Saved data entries
╭──

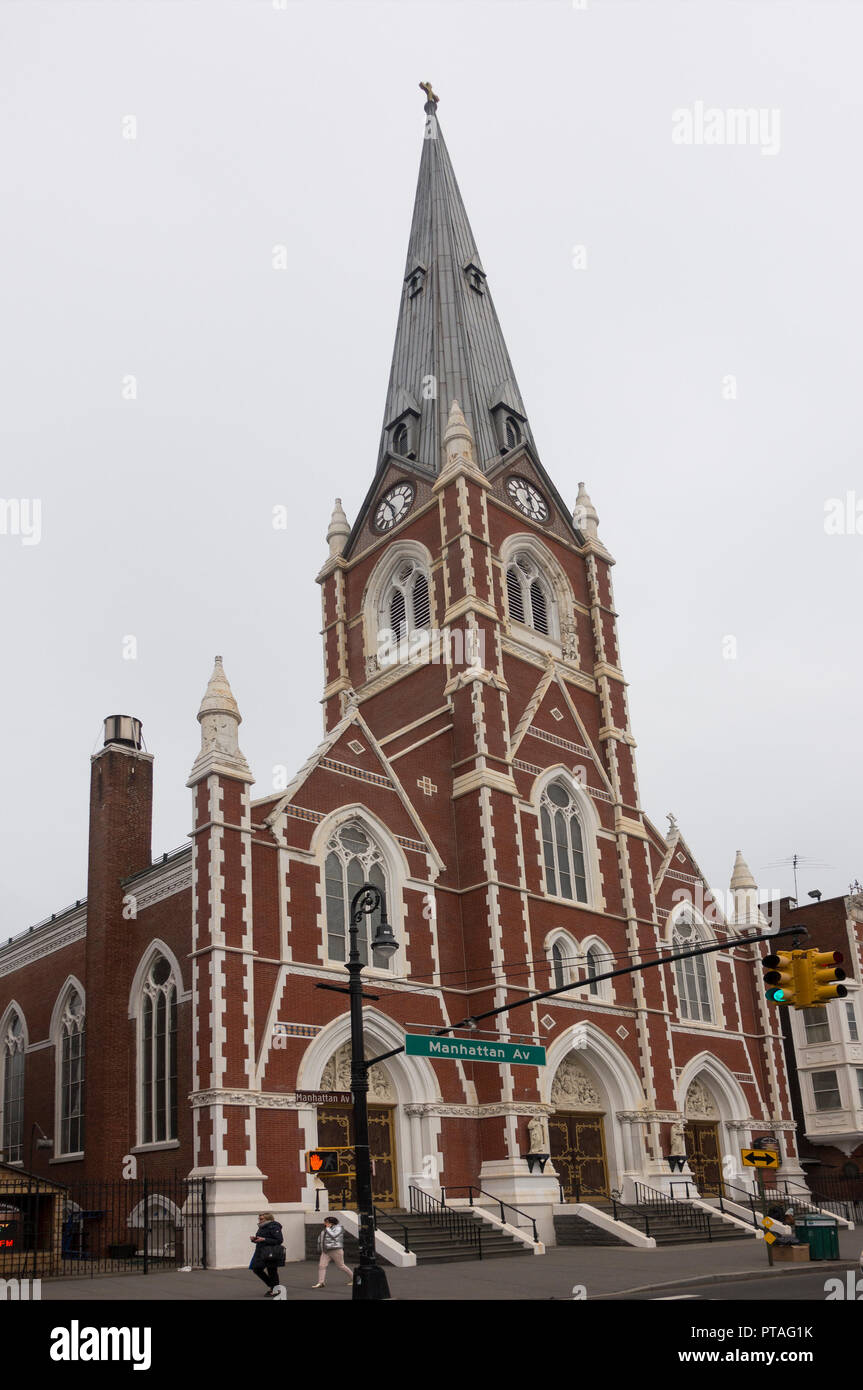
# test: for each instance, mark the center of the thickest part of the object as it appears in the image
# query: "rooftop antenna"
(794, 861)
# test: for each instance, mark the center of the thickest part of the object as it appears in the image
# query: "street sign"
(473, 1050)
(324, 1097)
(759, 1158)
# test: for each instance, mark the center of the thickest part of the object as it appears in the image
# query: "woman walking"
(268, 1251)
(331, 1244)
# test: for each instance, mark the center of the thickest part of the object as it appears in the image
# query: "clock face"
(393, 506)
(527, 498)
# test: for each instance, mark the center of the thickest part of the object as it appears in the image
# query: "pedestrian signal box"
(323, 1161)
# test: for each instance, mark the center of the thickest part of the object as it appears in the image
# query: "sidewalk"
(598, 1268)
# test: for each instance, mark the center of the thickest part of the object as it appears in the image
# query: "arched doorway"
(335, 1126)
(577, 1133)
(702, 1137)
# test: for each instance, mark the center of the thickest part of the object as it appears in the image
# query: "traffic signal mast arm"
(609, 975)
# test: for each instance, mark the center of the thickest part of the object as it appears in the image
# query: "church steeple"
(448, 345)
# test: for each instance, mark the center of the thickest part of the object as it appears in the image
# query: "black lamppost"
(368, 1279)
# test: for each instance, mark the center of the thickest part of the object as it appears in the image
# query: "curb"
(731, 1275)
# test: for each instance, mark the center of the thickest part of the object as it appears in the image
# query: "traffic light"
(778, 977)
(321, 1161)
(822, 975)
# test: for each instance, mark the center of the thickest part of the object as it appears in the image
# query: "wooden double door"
(577, 1144)
(335, 1130)
(703, 1155)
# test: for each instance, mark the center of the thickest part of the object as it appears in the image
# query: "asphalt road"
(803, 1287)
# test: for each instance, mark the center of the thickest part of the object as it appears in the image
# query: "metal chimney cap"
(122, 729)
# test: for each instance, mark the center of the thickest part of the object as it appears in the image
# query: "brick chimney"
(121, 822)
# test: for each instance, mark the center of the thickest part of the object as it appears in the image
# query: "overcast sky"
(696, 362)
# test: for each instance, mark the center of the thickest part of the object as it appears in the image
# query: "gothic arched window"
(595, 966)
(528, 595)
(407, 606)
(691, 976)
(11, 1058)
(352, 859)
(157, 1054)
(399, 439)
(562, 844)
(71, 1075)
(562, 957)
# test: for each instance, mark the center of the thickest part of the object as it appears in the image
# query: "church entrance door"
(335, 1130)
(578, 1153)
(703, 1155)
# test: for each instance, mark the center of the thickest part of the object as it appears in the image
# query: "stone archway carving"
(573, 1087)
(699, 1104)
(337, 1077)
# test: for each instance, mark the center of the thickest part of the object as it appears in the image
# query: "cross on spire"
(449, 345)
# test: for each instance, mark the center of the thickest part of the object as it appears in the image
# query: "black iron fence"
(100, 1226)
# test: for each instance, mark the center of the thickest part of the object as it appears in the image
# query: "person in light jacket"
(331, 1244)
(267, 1250)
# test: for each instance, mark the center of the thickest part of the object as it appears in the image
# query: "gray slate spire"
(448, 330)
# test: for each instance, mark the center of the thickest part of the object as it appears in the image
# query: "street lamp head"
(384, 941)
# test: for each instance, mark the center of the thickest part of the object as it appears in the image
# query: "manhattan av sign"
(473, 1050)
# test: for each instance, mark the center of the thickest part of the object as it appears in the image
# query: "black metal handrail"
(742, 1198)
(666, 1205)
(384, 1216)
(619, 1209)
(437, 1212)
(470, 1190)
(803, 1203)
(721, 1193)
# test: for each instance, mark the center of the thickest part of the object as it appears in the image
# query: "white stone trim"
(43, 941)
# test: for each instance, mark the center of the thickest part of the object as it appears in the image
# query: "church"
(478, 766)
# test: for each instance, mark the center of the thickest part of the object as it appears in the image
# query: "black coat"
(270, 1241)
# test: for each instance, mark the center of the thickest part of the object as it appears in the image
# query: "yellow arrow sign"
(759, 1158)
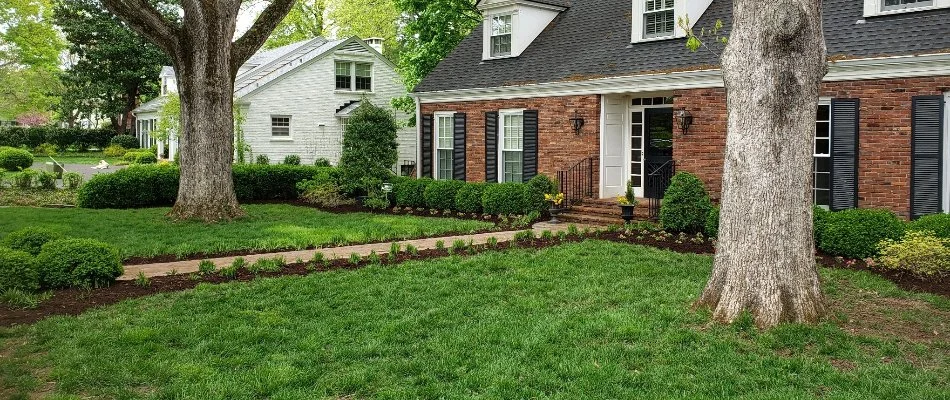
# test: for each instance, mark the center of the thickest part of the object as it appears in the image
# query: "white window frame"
(816, 155)
(289, 127)
(437, 132)
(510, 33)
(352, 71)
(502, 135)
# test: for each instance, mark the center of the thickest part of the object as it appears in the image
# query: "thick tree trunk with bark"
(765, 261)
(206, 62)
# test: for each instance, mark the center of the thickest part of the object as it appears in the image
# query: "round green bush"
(712, 222)
(440, 195)
(686, 204)
(469, 197)
(507, 199)
(17, 271)
(15, 159)
(857, 233)
(411, 192)
(125, 141)
(84, 263)
(939, 224)
(31, 239)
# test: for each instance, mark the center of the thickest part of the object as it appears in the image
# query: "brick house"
(602, 92)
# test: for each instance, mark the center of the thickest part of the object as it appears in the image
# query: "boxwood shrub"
(15, 159)
(440, 195)
(30, 239)
(84, 263)
(17, 271)
(939, 224)
(686, 204)
(857, 233)
(411, 192)
(469, 197)
(507, 199)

╰──

(Set task):
Copy every record above exactly as written, but leave out the pictures.

(Exercise answer):
# test: for each instance, mark the center of the thickest part of the object as it appears in the image
# query: "rooftop antenna"
(794, 861)
# test: for each instance, mark the center of the thickest part of the object as it appears in the image
# query: "street sign"
(473, 1050)
(324, 1097)
(759, 1158)
# test: for each instance, mark the center of the thickest part of the object as it appears in the image
# query: "woman walking"
(268, 1251)
(331, 1244)
# test: for each instance, mark the center of the thickest part of the object as it appears in the image
# query: "clock face"
(393, 506)
(527, 498)
# test: for each instance, mark the center of the thickest part of the object as it appears in the image
# query: "pedestrian signal box"
(323, 1161)
# test: for each instance, mark the center of the thickest part of the object as it appears in the image
# query: "sidewalk"
(598, 1268)
# test: for each instance, mark the center of the thickest part of the object as it appears in the image
# query: "arched doorway"
(335, 1126)
(577, 1133)
(702, 1137)
# test: for each instance, mark the center of the thickest part of the object as it appears in the image
# query: "traffic signal mast arm"
(609, 975)
# test: for each instance, mark the center of the thickest part of the object as it appears in the image
# query: "church steeple"
(448, 345)
# test: for each instance, mark the center of the thickest part of the object as it appears in the image
# query: "black lamppost"
(368, 1279)
# test: for each instance, mark the center of the thickest part of the object as it appears in the image
# query: "curb"
(731, 1275)
# test: for each instance, mark the center of the thickest part of the object as it appears in the image
# query: "traffic light"
(778, 977)
(321, 1161)
(822, 975)
# test: for each instance, mark the center of the thickest part of the object as it appears in the image
# query: "wooden double door"
(577, 1144)
(335, 1130)
(703, 1155)
# test: for each instance, mark the center of the thickest part of the object as it appears in the image
# query: "asphalt road"
(803, 1287)
# test: for each instance, mark the center of the thickest part of the object as it appears in the image
# query: "metal chimney cap"
(122, 729)
# test: for each instance, mark the center of the thickest part of the object as it appears in the image
# query: "brick chimney"
(121, 822)
# test: for each instance, mark the center of the thickest part of the object as it appears in the image
# query: "overcast sky"
(696, 362)
# test: for each instance, mark the center of the thickest part of the object as it appears in the image
# query: "gothic arched window"
(595, 966)
(528, 595)
(407, 606)
(691, 976)
(11, 1058)
(352, 859)
(157, 1054)
(399, 439)
(562, 844)
(71, 1075)
(562, 957)
# test: for each instance, mark the center of the thickest part of the object as it appears in the image
# query: "church entrance door"
(335, 1130)
(578, 1153)
(703, 1155)
# test: for each instance, mark the center of the thickest part of the object as it appears in the image
# query: "stone archway carving"
(573, 1087)
(699, 1104)
(337, 1077)
# test: for each instance, mark the center of the thickest part of the object as it appears in the image
# query: "cross on spire"
(449, 345)
# test: for each instance, mark the center of the thickest part of the object as it appears in the image
# query: "black iron fence"
(100, 1226)
# test: for each instance, mark the center of the thickest part of the object as it appears in the image
# query: "person in light jacket"
(331, 1244)
(267, 1250)
# test: for each instance, mark the center of the thickest part of the object as it appears in the image
# query: "gray slate spire"
(448, 330)
# test: for each instance, mark the center of the thickest part of the object as it appears in the image
# query: "street lamp head"
(384, 941)
# test: for each instance, mark the center of the thickest part of the object as it appears in the image
# query: "manhattan av sign"
(473, 1050)
# test: for each instance, mark the center of the thickest part of the object as it appears in the image
# query: "black metal handrail"
(742, 1198)
(666, 1205)
(384, 1216)
(619, 1209)
(437, 1212)
(470, 1190)
(803, 1203)
(721, 1193)
# test: for each instance, mark the center of the thickest part of the object as it appears in the image
# query: "white stone trim"
(43, 941)
# test: for each instance, mark the center of the thickest part of the object as it appears in the image
# query: "church"
(478, 766)
# test: for each instance, mark the center of the thickest part of the object as it appears in the image
# query: "black coat"
(270, 1241)
# test: for each instance, mark the center of the thickest part of the object as it appears in the image
# query: "yellow arrow sign"
(759, 1158)
# test: for each instance, mark the center of the thickest part of the object as it appears in the image
# query: "white window frame"
(816, 155)
(289, 127)
(437, 132)
(510, 33)
(352, 71)
(502, 135)
# test: for each instance, mark the center of the thickest part of the object as it appears in the image
# query: "thick tree trunk with bark"
(765, 261)
(206, 62)
# test: for each instance, mark the center of the thickest part of the object as it appears in the image
# query: "round green bush"
(712, 222)
(440, 195)
(686, 204)
(469, 197)
(507, 199)
(17, 271)
(15, 159)
(857, 233)
(411, 192)
(125, 141)
(84, 263)
(939, 224)
(31, 239)
# test: for each instance, mark the center of the thickest part of the object as it appears in the image
# query: "brick house"
(602, 92)
# test: for each instance, mark the center of the thickest part of the object as it appears in the image
# query: "boxwood shrub"
(15, 159)
(440, 195)
(30, 239)
(84, 263)
(17, 271)
(939, 224)
(686, 204)
(857, 233)
(411, 192)
(469, 197)
(507, 199)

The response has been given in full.